§ TÂCHES À ACCOMPLIR
[a] Pouvez-vous reproduire à l'identique le passage du texte sur la prise en charge des maladies mentales qui s'ouvre sur les mots contenant « Ce fut pour » et se clôt sur « et par jour. » ?
[b] Comment se poursuit le texte sur la prise en charge des maladies mentales ? Rédigez-en la suite, à partir de sa dernière phrase.

§ TEXTE À EXAMINER

+ + + + + + +

La construction de nouvelles structures psychiatriques devrait être plutôt compensée par le traitement médicamenteux du malade chez lui. Un gros effort, selon les conférenciers, doit être fait dans l’information et la communication. Il est question de l’ouverture d’un service communication dans chaque établissement de santé.
Le fait nouveau dans cette rencontre de spécialistes des maladies mentales est l’association de médecins généralistes dans le dépistage précoce des maladies psychiatriques grâce à leur passibilité d’écoute et leur proximité. D’ailleurs, ce vendredi 14 juin, une journée de formation pédagogique a été organisée dans cet esprit au profit des médecins généralistes venus de plusieurs régions du pays. Pivot dans l’intégration des malades, le médecin contribue selon l’OMS, à réduire de 80% les frais dans le cas où le malade reste chez lui pour les soins. En effet, son apport permettra aux familles plongées dans le désarroi de réagir positivement en s’adressant à la science plutôt qu’au «raqi» et autres charlatans prompts à profiter de leur malheur pour exorciser un «djin» imaginaire. C’est le cas de ce père de famille en vacances en Tunisie qui se retrouve brusquement devant son fils tombé malade sans aucun signe avant-coureur. Il dit regretter s’être adressé à un imam.
Ce fut pour lui un choc que d’apprendre la maladie de son fils. En deuxième année universitaire, le jeune adulte a dû interrompre ses études pour se consacrer aux soins. «Le cerveau est un organe qui peut connaître des dysfonctionnements et qu’il convient donc de traiter au même titre que les autres organes», dit le professeur Kacha. Mais qu’en est-il devant cette famille de 7 enfants, tous handicapés mentaux dont un schizophrénique ? Le soutien de l’Etat est tout juste de 4 000 DA – une misère que supporteront les établissements psychiatriques avec un coût de 7 000 DA par personne et par jour.

+ + + + + + +

§ DONNÉES ENREGISTRÉES
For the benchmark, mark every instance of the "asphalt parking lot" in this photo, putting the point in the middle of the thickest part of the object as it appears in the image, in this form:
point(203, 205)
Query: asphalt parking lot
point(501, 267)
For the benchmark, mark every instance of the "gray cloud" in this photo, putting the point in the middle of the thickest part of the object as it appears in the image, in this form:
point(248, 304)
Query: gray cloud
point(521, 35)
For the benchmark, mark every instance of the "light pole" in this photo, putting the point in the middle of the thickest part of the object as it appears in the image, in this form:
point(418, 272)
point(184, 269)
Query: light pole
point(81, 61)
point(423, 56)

+ + + + + + +

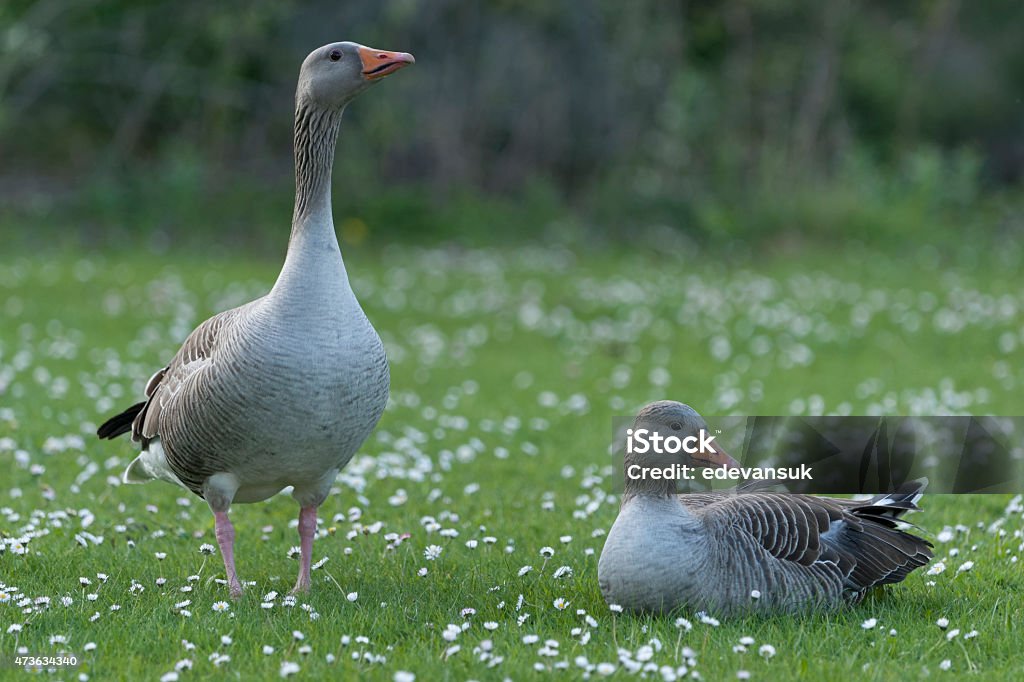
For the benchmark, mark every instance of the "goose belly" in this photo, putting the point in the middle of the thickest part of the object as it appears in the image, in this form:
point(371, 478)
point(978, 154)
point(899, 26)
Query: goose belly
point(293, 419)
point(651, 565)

+ + + + + + +

§ RÉSULTATS ATTENDUS
[a]
Ce fut pour lui un choc que d’apprendre la maladie de son fils. En deuxième année universitaire, le jeune adulte a dû interrompre ses études pour se consacrer aux soins. «Le cerveau est un organe qui peut connaître des dysfonctionnements et qu’il convient donc de traiter au même titre que les autres organes», dit le professeur Kacha. Mais qu’en est-il devant cette famille de 7 enfants, tous handicapés mentaux dont un schizophrénique ? Le soutien de l’Etat est tout juste de 4 000 DA – une misère que supporteront les établissements psychiatriques avec un coût de 7 000 DA par personne et par jour.

[b]
Par ailleurs, cette maladie du cerveau, dit le professeur Kacha, de l’hôpital de Cheraga (Alger) touche indistinctement les deux sexes et sa manifestation apparaît dès l’adolescence et à l’âge adulte (15-25 ans) et va s’aggravant inexorablement avec l’avancée de l’âge. Ce traitement de proximité trouve aussi son prolongement dans les structures psychiatriques de proximité à l’image de celle de Bouchaoui qui reçoit les malades une fois «stabilisés» dans la mesure où ils peuvent s’y rendre par eux-mêmes. L’on affirme ainsi qu’il y a des cas de guérison allant jusqu’à 95% ! Mais il se trouve aussi, qu’en plus du suivi médical et les médicaments, l’apport du traitement psychothérapeutique est d’une grande importance. S’il est fait peu de cas schizophrèniques en milieu rural et plus dans les villes, il reste que l’encadrement par un faisceau d’associations peut rendre d’énormes services à toutes les familles impactées par une maladie qu’elles jugent «honteuse», préférant cacher cette tare dans l’isolement et la solitude.